■ **The exercise**
Rewrite all of the data below with "photograph above" replaced by "image shown" throughout and everything else unchanged. Omit the pictures from your answer.

____

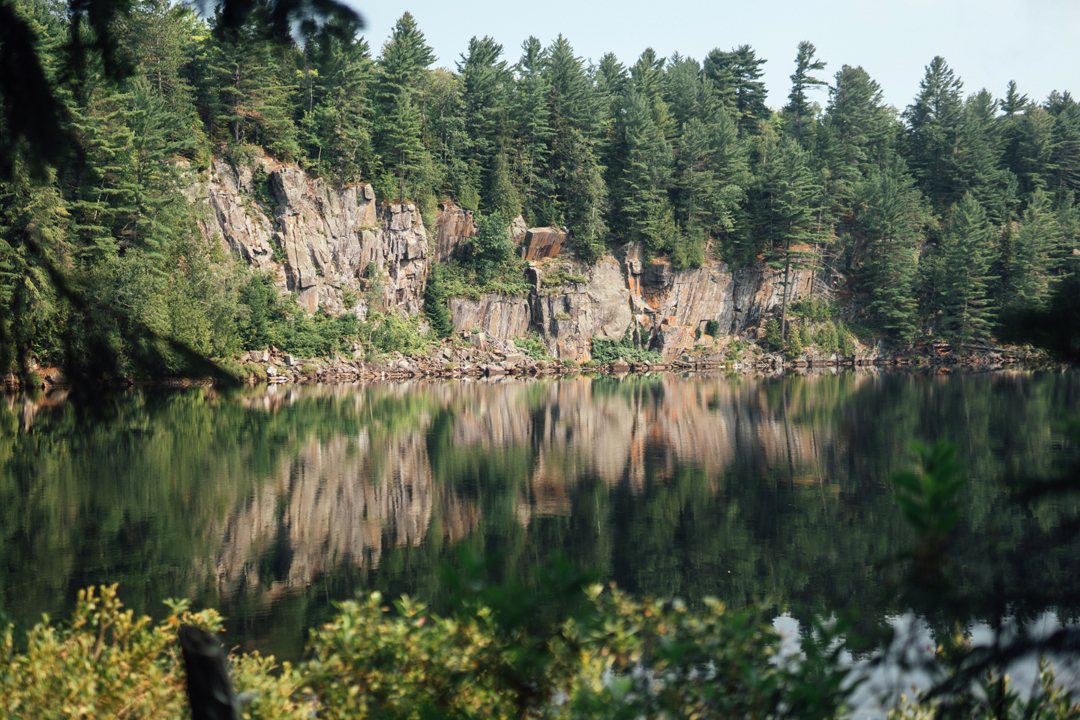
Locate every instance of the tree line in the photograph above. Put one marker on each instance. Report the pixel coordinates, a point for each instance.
(939, 220)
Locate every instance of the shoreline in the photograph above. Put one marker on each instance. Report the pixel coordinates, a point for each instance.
(461, 360)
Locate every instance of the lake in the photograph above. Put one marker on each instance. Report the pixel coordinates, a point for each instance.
(271, 503)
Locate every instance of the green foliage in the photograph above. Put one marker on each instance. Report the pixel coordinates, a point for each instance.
(490, 252)
(928, 497)
(826, 338)
(772, 338)
(814, 310)
(679, 154)
(605, 351)
(532, 347)
(504, 652)
(434, 304)
(558, 276)
(794, 347)
(391, 333)
(847, 341)
(104, 663)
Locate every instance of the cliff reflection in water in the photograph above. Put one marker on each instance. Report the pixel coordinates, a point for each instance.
(272, 502)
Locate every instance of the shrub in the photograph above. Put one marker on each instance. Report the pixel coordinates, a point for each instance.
(608, 351)
(500, 654)
(532, 347)
(105, 663)
(434, 304)
(256, 371)
(847, 342)
(794, 347)
(826, 338)
(772, 338)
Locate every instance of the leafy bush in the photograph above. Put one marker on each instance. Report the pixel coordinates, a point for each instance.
(256, 371)
(503, 653)
(532, 347)
(391, 333)
(608, 351)
(826, 338)
(559, 276)
(812, 309)
(805, 336)
(794, 345)
(105, 663)
(490, 249)
(434, 303)
(847, 342)
(772, 337)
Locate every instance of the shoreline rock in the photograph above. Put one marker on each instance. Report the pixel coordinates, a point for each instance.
(461, 357)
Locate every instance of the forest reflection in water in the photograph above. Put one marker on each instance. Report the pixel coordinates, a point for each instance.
(270, 503)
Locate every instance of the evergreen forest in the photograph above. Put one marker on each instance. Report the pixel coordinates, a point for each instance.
(945, 219)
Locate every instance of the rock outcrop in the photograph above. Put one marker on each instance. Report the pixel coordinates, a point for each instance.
(338, 250)
(327, 246)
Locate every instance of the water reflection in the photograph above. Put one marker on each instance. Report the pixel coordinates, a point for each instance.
(270, 503)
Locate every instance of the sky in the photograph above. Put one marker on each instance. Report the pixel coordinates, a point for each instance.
(986, 42)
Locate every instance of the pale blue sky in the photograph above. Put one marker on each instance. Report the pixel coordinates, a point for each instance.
(986, 42)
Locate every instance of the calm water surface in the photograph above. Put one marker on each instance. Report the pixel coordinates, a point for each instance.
(271, 503)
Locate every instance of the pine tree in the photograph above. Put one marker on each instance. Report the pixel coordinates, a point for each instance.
(966, 250)
(799, 109)
(683, 90)
(933, 135)
(399, 127)
(160, 211)
(856, 135)
(647, 168)
(503, 199)
(485, 84)
(1037, 244)
(977, 161)
(532, 134)
(248, 94)
(647, 76)
(434, 304)
(785, 206)
(337, 120)
(890, 217)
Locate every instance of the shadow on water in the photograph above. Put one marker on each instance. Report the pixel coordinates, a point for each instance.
(271, 503)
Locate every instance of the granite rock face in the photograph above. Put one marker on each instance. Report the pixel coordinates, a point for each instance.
(453, 228)
(326, 241)
(337, 249)
(570, 316)
(498, 315)
(662, 307)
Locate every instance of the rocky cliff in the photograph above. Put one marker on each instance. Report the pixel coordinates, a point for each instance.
(327, 246)
(662, 308)
(339, 250)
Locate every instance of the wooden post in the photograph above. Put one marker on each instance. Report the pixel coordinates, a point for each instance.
(210, 688)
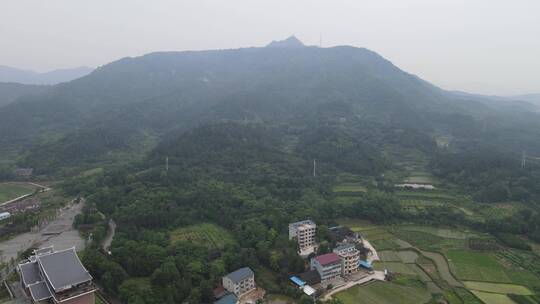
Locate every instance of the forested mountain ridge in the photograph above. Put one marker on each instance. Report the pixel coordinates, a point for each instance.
(143, 99)
(9, 92)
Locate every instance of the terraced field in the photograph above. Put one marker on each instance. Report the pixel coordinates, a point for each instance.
(206, 234)
(442, 260)
(498, 288)
(384, 293)
(477, 266)
(492, 298)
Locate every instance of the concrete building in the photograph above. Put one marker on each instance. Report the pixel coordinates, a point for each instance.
(304, 232)
(327, 265)
(350, 256)
(240, 281)
(51, 276)
(4, 215)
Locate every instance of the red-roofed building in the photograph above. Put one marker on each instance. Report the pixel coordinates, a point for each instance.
(327, 265)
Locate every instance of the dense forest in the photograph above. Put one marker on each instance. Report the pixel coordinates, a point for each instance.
(168, 141)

____

■ **Response**
Locate every instance of the tree line in the image shown. Put one marker on each instance. Report the pixel coordinates, a point for each instance.
(939, 220)
Locate every instance of the shoreline in the image shown. Put one marker on each instance. Report the pixel coordinates, a point for each instance.
(461, 360)
Locate every instance of the lake in the image shown. Put one marker on each instance. Report the pixel coordinates, a point for each instance.
(271, 503)
Locate every instance of the green foliage in the image shown. Put one marker on each instance. Report the pixel coordinates, a point for each instance.
(490, 252)
(928, 497)
(826, 338)
(772, 338)
(814, 310)
(679, 154)
(605, 351)
(532, 347)
(504, 652)
(434, 304)
(558, 276)
(794, 347)
(391, 333)
(847, 341)
(104, 663)
Locate every instance of the cliff reflection in water in the image shown. Put one marker on each instance. Report the pixel coordinates, a point for each instance.
(272, 502)
Locate every instance of the shrub in the image shown. Put one marker on each instance. Report the pixel coordinates, a point for each instance.
(608, 351)
(500, 654)
(532, 347)
(105, 663)
(434, 304)
(256, 371)
(847, 342)
(794, 347)
(826, 338)
(772, 338)
Locate every instance of the leafy bush in the image shown. Put one marker on each instance. Report the pixel coordinates, a point for each instance.
(256, 371)
(503, 653)
(532, 347)
(391, 333)
(608, 351)
(826, 338)
(559, 276)
(812, 309)
(805, 336)
(794, 345)
(105, 663)
(490, 249)
(434, 303)
(847, 342)
(772, 337)
Locate every instance of the shoreline rock in the image shown. Put one marker on each instance. Report the pixel coordinates, a point for each instance.
(461, 357)
Locate every instance of the forest reflection in water in the image shown. Put one marker on each instance. Report the pixel coordinates, a point for each instance.
(270, 503)
Locate every instance of the evergreen forest in the image shown. Put one marker on each instance. Report the pixel coordinates, a point for each instance.
(945, 219)
Locate every instance of the rock outcrop in the image shown. Put one marker on each instance. Report the pixel coordinates, a point for each instance.
(338, 250)
(327, 246)
Locate every instance of the water reflection in the image shown. Put one marker on each instance. Report the pixel coordinates, a point for each instance.
(270, 503)
Locate every instance of the sky in the image shown. Put one marker on each instance. Report the pixel coordinates, a point for each instance.
(986, 42)
Locate every instance of the pale blue sky in the image shown. Put one marker on each instance. Report the pixel coordinates, a point for each instance.
(986, 42)
Locate every instance of the calm water surface in the image shown. Put one marker on each instance. Report the pixel coordinates, a point for each instance.
(271, 503)
Locate every instance of the pine tree in the image shown. Put one marker on each instance. Report the pixel coordinates, a point for each instance.
(966, 250)
(799, 109)
(683, 90)
(933, 135)
(399, 127)
(160, 211)
(856, 135)
(647, 168)
(503, 199)
(485, 84)
(1037, 244)
(977, 161)
(532, 134)
(248, 94)
(647, 76)
(434, 304)
(785, 206)
(337, 120)
(890, 217)
Locate every instance of the shadow on water in the image shown. Put one marker on each instance. Report the pixel coordinates, a point for each instance.
(271, 503)
Locate every instance of the granite rock face in the image shown. Put one marker on each instance. Report the pixel coordinates, a point for each instance.
(453, 228)
(326, 241)
(337, 249)
(570, 316)
(498, 315)
(662, 307)
Locate every instance of the rocky cliff in the image shown. Put one marker on each instance. Report the pixel coordinates, a point for each instance.
(327, 246)
(662, 308)
(339, 250)
Locate every instance of the wooden post in the image shown. Put one marker on each instance. Report the pixel coordinates, a point for each instance.
(210, 688)
Locate every instance of the forested mountain ridge in the image shown. Put one marker on each instance. Report the pixel coordinates, a point for each instance.
(143, 99)
(9, 92)
Locate every instance of the terraced field in the image shown. Put one marker on each instance. Report the pixel coordinates, a point for each instance.
(206, 234)
(442, 260)
(498, 288)
(384, 293)
(477, 266)
(492, 298)
Locate every instance of the concrete building in the image shown. Put one marker on each instance. Report the pixel coordinates, a point for each instance.
(304, 232)
(327, 265)
(350, 256)
(240, 281)
(51, 276)
(4, 215)
Locate every instance of the red-roofed building in the image shown. Put one marker on each instance. Report the pixel coordinates, a point for each instance.
(327, 265)
Locate every instance of the dense forest in the image shown. Put one marker on each instance. Report the pixel coordinates, a point for each instance.
(168, 141)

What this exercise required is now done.